Exercise.
Reproduce every line of the records below without any changes.

Records shown.
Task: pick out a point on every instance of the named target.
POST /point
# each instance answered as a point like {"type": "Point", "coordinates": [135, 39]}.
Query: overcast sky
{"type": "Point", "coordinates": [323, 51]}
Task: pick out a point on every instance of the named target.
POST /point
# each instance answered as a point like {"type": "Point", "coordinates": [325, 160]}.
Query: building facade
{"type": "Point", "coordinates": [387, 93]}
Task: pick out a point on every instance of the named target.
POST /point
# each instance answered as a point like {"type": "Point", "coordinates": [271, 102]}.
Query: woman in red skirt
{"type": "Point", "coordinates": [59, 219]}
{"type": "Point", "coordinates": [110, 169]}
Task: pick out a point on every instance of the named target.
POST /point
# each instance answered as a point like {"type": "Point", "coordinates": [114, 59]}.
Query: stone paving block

Output.
Task: pick out a point on every instance of the named target.
POST /point
# each instance answered as a point like {"type": "Point", "coordinates": [135, 39]}.
Query: overcast sky
{"type": "Point", "coordinates": [323, 51]}
Task: pick out a point on every instance of the named target.
POST /point
# each instance answered as a point like {"type": "Point", "coordinates": [325, 160]}.
Query: building facade
{"type": "Point", "coordinates": [387, 93]}
Task: pick out a point on every instance of the named target.
POST /point
# each instance answered as a point like {"type": "Point", "coordinates": [271, 102]}.
Query: woman in red skirt
{"type": "Point", "coordinates": [59, 219]}
{"type": "Point", "coordinates": [110, 169]}
Task: pick out a point on every instance of the named target.
POST /point
# each instance answered as a point like {"type": "Point", "coordinates": [114, 59]}.
Query: stone paving block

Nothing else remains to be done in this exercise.